* **Activity**:
In the project description below on discrete diffusion for biomolecules, what size of long-range dependency is given as an example?

* **Passage**:

------------------------------------------------------------------------

Discrete diffusion for biomolecules
PhD Projects in Artificial Intelligence

Project Summary
Diffusion models have become an established approach for modelling natural images, audio and video, while they have enabled significant advances in generative biology, particularly in protein design and docking. The application of diffusion models on sequences with long-range dependencies, as they emerge in natural language, poses new challenges primarily due to limitations of diffusion models pertaining to training efficiency and inference speed. These are properties that are essential for natural language generation.
Recently, discrete diffusion models, like Masked Diffusion, have demonstrated promising results in language generation while other efforts have accomplished performance parity with autoregressive models in reasoning tasks without compromising inference speed.
Diffusion models have significant benefits that make them suitable for modelling biomolecular sequences, including the ability to predict multiple tokens simultaneously, leverage bidirectional context during inference and revise model predictions, i.e. iteratively refine the predicted tokens across diffusion steps. However, they remain under explored for sequence modelling in the presence of long-range dependencies with several outstanding challenges currently limiting their applicability. In this project, the student will explore data efficient and scalable architectures for discrete diffusion models, with a focus on biomolecular modelling that requires capturing long-range dependencies (e.g. in the order of millions of nucleotides). The project will explore hierarchical approaches as well as different ways to incorporate conditioning information into discrete diffusion models.
Potential Supervisors
- Dr Ira Ktena (Research Scientist, EIT)
- Dr Ben Chamberlain (Research Scientist, EIT)
- Dr Liam Atkinson (Research Engineer, EIT)
- Additional Supervisor(s) from the University of Oxford
Skills Recommended
- Strong background in linear algebra, probability and optimisation
- Experience with probabilistic modelling or generative models
- Experience with deep learning (PyTorch or JAX)
Skills to be Developed
- Designing novel diffusion architectures
- Performing analyses of model scaling and data-efficiency
- Domain knowledge in biology
- Developing large scale multi-GPU training and inference codebases
- Communicating results via open-source releases
University DPhil Courses
Relevant Background Reading
- Large Language Diffusion Models
- Simple and Effective Masked Diffusion Language Models
- Diffusion-LM Improves Controllable Text Generation
- Scalable Diffusion Models with Transformers
- Fast Training of Diffusion Models with Masked Transformers
- Classifier-Free Diffusion Guidance

------------------------------------------------------------------------

* **Data extract**:
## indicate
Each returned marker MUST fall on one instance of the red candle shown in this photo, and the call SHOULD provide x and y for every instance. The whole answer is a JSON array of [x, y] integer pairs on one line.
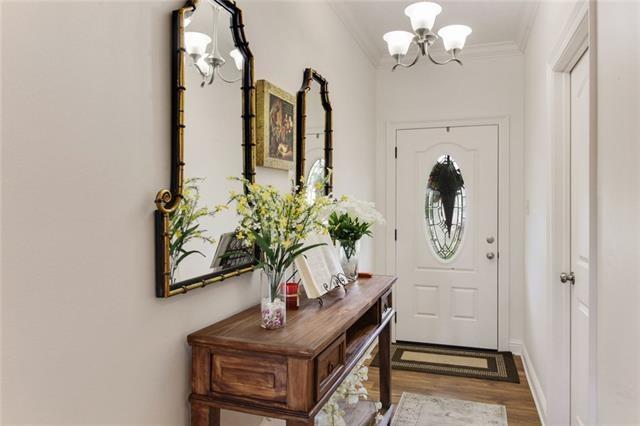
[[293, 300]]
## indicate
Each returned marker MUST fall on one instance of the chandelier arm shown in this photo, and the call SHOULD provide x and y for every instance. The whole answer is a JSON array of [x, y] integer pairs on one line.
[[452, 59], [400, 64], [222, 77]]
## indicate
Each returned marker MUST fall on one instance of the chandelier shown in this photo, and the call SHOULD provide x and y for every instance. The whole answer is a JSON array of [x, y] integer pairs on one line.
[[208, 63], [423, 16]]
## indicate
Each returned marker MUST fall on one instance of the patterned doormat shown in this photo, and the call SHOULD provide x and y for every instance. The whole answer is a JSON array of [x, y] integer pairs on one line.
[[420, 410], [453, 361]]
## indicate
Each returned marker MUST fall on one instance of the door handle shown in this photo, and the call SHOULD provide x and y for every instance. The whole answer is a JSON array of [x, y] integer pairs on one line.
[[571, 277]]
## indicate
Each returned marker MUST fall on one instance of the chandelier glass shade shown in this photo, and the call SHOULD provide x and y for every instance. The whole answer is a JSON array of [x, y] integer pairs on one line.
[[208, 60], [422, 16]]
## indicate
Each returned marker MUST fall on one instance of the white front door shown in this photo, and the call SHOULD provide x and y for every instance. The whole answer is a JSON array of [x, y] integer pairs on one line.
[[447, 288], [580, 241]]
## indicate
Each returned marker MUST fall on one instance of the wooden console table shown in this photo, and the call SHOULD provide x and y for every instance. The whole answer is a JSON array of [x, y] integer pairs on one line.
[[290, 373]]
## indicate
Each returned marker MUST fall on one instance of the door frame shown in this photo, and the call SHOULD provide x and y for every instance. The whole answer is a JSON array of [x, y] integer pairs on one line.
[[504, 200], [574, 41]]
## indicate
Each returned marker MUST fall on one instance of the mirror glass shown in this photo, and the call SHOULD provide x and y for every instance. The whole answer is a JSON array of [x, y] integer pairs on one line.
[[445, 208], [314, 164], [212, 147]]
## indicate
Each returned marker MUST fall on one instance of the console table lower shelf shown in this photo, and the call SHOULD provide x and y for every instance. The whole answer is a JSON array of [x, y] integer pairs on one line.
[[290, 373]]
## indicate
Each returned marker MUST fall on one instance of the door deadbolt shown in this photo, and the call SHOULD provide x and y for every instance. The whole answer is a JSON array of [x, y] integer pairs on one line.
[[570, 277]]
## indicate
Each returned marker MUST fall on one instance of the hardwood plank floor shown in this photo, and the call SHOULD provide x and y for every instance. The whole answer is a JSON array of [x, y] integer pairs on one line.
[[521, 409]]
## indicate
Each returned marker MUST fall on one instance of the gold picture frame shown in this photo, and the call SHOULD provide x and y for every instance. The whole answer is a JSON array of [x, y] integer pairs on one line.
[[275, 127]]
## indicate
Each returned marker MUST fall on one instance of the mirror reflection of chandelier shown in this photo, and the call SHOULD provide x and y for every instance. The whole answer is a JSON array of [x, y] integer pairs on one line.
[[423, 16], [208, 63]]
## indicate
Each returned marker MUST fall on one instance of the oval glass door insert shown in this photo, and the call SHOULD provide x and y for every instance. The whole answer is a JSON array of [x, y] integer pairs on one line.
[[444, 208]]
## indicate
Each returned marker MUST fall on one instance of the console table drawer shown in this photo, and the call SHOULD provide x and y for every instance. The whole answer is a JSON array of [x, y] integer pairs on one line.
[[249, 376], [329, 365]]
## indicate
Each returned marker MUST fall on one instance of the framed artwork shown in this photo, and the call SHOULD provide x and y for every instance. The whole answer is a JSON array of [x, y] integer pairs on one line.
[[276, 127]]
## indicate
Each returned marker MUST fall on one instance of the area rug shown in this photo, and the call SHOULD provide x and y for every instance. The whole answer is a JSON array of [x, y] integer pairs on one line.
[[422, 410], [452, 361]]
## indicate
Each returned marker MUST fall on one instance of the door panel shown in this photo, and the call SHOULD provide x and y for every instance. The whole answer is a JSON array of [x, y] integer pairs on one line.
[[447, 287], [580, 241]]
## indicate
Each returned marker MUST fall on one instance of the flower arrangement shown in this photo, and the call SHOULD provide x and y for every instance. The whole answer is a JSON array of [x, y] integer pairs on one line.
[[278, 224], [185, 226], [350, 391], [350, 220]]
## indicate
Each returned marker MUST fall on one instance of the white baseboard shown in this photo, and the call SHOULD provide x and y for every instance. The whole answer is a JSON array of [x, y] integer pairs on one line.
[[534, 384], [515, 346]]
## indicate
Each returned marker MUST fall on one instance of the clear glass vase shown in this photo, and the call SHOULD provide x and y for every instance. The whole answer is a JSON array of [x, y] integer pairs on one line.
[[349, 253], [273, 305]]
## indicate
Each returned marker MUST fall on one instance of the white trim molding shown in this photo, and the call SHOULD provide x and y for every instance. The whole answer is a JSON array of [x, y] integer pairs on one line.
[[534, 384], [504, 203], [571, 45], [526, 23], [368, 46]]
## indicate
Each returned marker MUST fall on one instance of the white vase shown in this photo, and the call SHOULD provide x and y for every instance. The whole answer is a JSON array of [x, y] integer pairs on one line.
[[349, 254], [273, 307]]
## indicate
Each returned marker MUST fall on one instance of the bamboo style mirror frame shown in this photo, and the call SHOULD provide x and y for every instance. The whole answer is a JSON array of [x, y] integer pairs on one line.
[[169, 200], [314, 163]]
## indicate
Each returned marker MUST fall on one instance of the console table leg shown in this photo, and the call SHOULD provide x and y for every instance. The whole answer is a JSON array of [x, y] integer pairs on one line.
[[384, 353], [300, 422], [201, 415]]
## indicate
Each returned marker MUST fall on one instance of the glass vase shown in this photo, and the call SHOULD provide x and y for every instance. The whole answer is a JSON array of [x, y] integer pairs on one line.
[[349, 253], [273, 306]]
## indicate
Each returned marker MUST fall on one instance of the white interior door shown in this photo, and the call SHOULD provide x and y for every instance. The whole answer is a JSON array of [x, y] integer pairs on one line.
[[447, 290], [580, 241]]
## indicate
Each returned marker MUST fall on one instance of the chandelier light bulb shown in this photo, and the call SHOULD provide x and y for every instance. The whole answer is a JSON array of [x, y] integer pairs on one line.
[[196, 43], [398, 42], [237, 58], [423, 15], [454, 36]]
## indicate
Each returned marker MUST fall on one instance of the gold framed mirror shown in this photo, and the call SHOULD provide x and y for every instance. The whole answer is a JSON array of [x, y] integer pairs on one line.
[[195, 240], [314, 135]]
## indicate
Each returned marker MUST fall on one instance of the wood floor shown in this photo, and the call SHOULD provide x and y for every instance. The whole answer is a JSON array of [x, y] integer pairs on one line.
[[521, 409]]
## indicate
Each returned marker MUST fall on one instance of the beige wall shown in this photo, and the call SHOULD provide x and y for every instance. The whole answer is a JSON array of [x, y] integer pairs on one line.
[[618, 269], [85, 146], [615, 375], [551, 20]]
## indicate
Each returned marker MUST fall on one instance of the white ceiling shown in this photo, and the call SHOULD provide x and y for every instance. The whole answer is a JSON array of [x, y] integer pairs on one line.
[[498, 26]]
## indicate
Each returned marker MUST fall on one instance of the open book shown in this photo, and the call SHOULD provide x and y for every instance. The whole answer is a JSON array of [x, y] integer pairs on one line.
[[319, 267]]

------------------------------------------------------------------------

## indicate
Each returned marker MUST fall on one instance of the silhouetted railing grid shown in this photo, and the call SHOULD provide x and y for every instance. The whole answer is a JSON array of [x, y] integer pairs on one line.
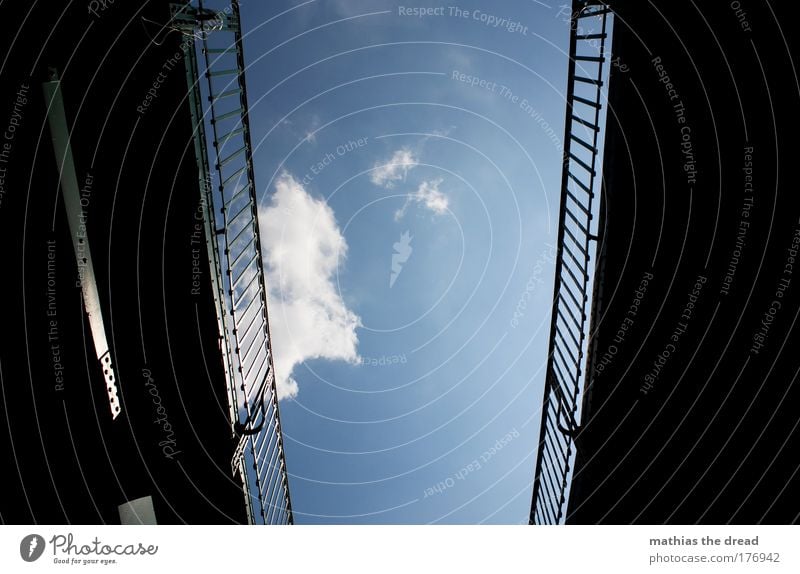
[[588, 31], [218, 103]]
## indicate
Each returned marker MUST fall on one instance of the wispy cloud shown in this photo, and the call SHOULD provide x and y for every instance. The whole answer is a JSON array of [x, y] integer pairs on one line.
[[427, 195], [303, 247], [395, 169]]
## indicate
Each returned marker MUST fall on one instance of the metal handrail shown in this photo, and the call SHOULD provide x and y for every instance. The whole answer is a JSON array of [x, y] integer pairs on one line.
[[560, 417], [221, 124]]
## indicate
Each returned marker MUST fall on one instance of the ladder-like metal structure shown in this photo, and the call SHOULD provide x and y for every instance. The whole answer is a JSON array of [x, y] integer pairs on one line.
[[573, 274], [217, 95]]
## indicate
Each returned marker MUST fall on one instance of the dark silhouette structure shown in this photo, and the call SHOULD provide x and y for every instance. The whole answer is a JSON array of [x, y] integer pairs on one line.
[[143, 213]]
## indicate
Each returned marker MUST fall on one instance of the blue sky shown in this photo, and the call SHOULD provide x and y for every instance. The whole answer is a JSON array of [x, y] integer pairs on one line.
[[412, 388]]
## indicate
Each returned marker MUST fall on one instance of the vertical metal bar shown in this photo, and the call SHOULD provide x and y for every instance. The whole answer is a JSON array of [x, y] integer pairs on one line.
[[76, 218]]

------------------------------------------------------------------------

* **Response**:
In the order of millions of nucleotides.